(Goals):
a: Repeat the stretch of the Flume Twitter-to-HDFS setup from "TwitterAgent.sinks.HDFS.type = hdfs" through "on file size)", switching "DataStream" to "CompressedStream".
b: Proceed with the question about configuring Flume to pull Twitter data into HDFS, starting after its last shown sentence.

How to configure Apache Flume 1.4.0 to fetch data from Twitter and put in HDFS (Apache Hadoop version 2.5)?

Question

I am using Ubuntu 14.04 I have my configuration file as follows:

TwitterAgent.sources = Twitter
TwitterAgent.channels = MemChannel
TwitterAgent.sinks = HDFS
TwitterAgent.sources.Twitter.type = com.cloudera.flume.source.TwitterSource
TwitterAgent.sources.Twitter.channels = MemChannel
TwitterAgent.sources.Twitter.consumerKey = Q5JF4gVmrahNk93C913GjgJgB
TwitterAgent.sources.Twitter.consumerSecret = GFM6F0QuqEHn1eKpL1k4CHwdecEp626xLepajp9CAbtRBxEVCC
TwitterAgent.sources.Twitter.accessToken = 152956374-hTFXO9g1RBSn1yikmi2mQClilZe2PqnyqphFQh9t
TwitterAgent.sources.Twitter.accessTokenSecret = SODGEbkQvHYzZMtPsWoI2k9ZKiAd7q21ebtG3SNMu3Y0a
TwitterAgent.sources.Twitter.keywords = hadoop, big data, analytics, bigdata, cloudera, data science, data scientiest, business intelligence, mapreduce, data warehouse, data warehousing, mahout, hbase, nosql, newsql, businessintelligence, cloudcomputing

TwitterAgent.sinks.HDFS.type = hdfs
TwitterAgent.sinks.HDFS.channel = MemChannel
TwitterAgent.sinks.HDFS.hdfs.path = hdfs://localhost:9000/user/flume/tweets/
TwitterAgent.sinks.HDFS.hdfs.fileType = DataStream
TwitterAgent.sinks.HDFS.hdfs.writeFormat = Text
#number of events written to file before it is flushed to HDFS/default 100
TwitterAgent.sinks.HDFS.hdfs.batchSize = 1000
#File size to trigger roll, in bytes (0: never roll based on file size)

(Extracted information):
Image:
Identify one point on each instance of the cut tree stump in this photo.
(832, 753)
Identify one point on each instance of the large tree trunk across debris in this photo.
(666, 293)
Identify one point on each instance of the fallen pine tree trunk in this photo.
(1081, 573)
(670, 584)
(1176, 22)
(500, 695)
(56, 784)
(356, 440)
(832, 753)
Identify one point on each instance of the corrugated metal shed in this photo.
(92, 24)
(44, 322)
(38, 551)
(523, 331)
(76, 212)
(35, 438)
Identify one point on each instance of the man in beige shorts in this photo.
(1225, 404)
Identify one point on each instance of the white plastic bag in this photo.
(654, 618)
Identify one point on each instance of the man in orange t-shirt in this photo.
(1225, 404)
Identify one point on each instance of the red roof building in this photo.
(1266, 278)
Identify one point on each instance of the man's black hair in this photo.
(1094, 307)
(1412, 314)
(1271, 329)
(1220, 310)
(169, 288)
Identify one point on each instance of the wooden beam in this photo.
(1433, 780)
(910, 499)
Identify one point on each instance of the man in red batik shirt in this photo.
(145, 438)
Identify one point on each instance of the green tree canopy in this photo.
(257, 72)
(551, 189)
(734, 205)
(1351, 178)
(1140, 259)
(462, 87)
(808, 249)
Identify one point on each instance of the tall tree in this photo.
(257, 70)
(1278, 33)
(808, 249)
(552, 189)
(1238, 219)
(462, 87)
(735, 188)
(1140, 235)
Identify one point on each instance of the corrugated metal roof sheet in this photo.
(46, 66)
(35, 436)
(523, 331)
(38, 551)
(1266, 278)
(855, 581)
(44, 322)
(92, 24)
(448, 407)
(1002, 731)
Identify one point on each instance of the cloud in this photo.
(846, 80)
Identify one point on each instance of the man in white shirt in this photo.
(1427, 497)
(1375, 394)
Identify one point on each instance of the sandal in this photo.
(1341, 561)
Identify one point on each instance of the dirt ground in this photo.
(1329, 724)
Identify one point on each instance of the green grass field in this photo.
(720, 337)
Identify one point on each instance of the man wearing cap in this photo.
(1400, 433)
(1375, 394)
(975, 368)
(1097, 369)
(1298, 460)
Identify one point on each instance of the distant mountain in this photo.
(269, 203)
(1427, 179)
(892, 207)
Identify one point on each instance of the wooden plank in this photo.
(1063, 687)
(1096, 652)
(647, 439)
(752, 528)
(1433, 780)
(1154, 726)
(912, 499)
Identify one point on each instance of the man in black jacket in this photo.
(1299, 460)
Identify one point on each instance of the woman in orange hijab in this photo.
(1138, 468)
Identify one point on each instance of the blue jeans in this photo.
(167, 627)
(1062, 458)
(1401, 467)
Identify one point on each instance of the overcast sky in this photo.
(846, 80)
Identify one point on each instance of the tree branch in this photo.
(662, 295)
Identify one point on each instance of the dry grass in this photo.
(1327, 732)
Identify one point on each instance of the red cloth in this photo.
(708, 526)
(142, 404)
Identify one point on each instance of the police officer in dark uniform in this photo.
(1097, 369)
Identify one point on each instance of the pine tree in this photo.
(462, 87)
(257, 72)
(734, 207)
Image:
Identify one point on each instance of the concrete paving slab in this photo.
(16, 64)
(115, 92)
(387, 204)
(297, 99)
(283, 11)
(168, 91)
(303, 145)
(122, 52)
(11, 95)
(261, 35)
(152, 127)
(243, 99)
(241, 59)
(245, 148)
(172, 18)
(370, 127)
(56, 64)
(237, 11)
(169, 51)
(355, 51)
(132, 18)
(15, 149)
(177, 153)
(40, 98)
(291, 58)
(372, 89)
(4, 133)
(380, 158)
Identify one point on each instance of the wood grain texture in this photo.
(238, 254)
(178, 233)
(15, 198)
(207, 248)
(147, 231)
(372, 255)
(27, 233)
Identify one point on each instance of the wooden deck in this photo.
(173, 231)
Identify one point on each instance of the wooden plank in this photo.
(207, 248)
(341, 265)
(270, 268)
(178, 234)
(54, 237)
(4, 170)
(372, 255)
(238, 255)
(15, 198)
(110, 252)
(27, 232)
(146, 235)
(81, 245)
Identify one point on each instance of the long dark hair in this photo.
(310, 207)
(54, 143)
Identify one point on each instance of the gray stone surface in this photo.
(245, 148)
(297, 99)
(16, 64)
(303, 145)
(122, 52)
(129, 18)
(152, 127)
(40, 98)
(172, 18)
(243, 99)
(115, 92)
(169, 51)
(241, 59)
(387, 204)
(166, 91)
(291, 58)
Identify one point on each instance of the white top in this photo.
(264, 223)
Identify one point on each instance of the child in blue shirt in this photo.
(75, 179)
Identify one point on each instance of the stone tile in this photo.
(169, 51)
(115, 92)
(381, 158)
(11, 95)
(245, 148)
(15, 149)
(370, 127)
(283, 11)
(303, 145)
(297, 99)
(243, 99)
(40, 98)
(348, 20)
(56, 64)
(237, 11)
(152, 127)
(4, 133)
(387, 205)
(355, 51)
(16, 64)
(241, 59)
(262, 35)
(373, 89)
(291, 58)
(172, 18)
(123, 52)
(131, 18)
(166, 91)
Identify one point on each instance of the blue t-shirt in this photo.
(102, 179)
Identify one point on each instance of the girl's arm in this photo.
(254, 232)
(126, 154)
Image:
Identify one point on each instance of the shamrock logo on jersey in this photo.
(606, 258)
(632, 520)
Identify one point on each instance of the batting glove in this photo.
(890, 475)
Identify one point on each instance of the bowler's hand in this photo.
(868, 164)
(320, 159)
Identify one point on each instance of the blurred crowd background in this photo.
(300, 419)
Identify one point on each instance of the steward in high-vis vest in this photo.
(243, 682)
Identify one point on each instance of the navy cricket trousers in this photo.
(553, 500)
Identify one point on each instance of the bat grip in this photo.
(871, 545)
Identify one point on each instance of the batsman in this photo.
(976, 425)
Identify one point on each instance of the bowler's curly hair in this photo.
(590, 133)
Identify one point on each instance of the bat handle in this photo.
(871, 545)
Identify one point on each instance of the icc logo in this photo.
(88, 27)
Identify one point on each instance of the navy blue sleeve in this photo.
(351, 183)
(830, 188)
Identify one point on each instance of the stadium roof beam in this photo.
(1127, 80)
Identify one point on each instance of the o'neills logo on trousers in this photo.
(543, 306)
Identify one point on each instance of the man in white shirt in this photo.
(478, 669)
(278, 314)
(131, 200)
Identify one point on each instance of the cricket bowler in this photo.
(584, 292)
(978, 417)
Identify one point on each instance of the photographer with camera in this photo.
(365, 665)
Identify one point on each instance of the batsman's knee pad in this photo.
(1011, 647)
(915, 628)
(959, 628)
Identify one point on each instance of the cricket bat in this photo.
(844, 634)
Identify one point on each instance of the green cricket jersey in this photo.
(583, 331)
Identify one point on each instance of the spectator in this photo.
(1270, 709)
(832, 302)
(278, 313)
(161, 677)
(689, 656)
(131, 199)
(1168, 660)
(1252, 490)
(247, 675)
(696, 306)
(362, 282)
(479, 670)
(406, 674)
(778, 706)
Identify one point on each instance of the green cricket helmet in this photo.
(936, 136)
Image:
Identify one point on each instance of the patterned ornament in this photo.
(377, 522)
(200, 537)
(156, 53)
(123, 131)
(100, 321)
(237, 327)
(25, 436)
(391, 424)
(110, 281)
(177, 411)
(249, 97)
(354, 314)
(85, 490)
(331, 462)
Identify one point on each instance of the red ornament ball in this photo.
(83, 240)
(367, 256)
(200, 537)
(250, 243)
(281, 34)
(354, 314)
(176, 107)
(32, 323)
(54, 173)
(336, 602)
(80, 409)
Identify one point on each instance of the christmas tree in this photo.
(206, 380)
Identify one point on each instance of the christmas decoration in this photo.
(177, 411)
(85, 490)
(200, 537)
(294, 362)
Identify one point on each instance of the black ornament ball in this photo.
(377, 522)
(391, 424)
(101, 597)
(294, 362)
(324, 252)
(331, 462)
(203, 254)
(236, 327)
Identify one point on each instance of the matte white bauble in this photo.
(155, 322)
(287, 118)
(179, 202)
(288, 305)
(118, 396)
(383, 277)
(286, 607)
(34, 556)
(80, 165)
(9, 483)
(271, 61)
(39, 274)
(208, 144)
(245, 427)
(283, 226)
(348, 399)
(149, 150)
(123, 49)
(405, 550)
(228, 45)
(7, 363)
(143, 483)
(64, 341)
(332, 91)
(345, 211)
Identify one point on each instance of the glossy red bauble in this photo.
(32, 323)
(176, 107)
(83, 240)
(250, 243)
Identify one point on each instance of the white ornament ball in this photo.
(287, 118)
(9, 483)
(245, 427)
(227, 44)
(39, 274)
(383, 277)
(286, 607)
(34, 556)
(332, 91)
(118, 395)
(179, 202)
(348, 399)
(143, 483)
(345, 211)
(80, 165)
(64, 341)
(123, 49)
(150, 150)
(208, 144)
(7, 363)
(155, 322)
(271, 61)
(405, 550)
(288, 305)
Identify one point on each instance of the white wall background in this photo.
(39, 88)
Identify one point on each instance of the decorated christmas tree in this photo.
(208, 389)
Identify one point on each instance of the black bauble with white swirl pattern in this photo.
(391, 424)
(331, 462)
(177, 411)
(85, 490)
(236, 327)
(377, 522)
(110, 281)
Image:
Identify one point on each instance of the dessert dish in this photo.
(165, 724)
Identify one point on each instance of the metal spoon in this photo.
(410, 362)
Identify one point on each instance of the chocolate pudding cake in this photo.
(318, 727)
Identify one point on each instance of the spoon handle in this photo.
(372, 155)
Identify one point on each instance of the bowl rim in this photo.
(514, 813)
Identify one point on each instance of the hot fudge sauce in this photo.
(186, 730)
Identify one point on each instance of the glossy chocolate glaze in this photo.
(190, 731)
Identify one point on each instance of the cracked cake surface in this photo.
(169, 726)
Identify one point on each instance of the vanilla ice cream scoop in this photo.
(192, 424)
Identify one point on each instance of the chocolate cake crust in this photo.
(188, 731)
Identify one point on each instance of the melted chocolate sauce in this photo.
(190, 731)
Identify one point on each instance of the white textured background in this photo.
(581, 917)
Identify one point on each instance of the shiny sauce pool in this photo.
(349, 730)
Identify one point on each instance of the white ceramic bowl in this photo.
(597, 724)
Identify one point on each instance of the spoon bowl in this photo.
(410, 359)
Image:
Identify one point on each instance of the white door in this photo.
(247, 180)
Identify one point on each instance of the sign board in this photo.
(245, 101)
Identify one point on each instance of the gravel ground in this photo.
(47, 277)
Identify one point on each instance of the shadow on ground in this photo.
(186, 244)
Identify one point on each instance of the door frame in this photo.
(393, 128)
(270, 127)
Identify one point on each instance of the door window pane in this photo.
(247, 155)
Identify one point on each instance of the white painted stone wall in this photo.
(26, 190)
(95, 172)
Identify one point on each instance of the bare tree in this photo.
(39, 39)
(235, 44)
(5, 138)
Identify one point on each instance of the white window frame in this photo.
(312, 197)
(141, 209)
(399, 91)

(Per-task answers):
a:
TwitterAgent.sinks.HDFS.type = hdfs
TwitterAgent.sinks.HDFS.channel = MemChannel
TwitterAgent.sinks.HDFS.hdfs.path = hdfs://localhost:9000/user/flume/tweets/
TwitterAgent.sinks.HDFS.hdfs.fileType = CompressedStream
TwitterAgent.sinks.HDFS.hdfs.writeFormat = Text
#number of events written to file before it is flushed to HDFS/default 100
TwitterAgent.sinks.HDFS.hdfs.batchSize = 1000
#File size to trigger roll, in bytes (0: never roll based on file size)

b:
TwitterAgent.sinks.HDFS.hdfs.rollSize = 0
#Number of events written to file before it rolled (0 = never roll based #on number of events)
TwitterAgent.sinks.HDFS.hdfs.rollCount = 10000
TwitterAgent.channels.MemChannel.type = memory
#The maximum number of events stored in the channel
TwitterAgent.channels.MemChannel.capacity = 10000
#The maximum number of events the channel will take from a source or give to a sink per #transaction
TwitterAgent.channels.MemChannel.transactionCapacity = 100

I am using the following command on my terminal:

hadoopuser@Hotshot:/usr/lib/flume-ng/apache-flume-1.4.0-bin/bin$ ./flume-ng agent –conf ./conf/ -f /usr/lib/flume-ng/apache-flume-1.4.0-bin/conf/flume.conf -Dflume.root.logger=DEBUG,console -n TwitterAgent

I am getting the following error:

14/10/10 17:24:12 INFO instrumentation.MonitoredCounterGroup: Component type: SINK, name: HDFS started
14/10/10 17:24:12 INFO twitter4j.TwitterStreamImpl: Establishing connection.
14/10/10 17:24:22 INFO twitter4j.TwitterStreamImpl: Connection established.
14/10/10 17:24:22 INFO twitter4j.TwitterStreamImpl: Receiving status stream.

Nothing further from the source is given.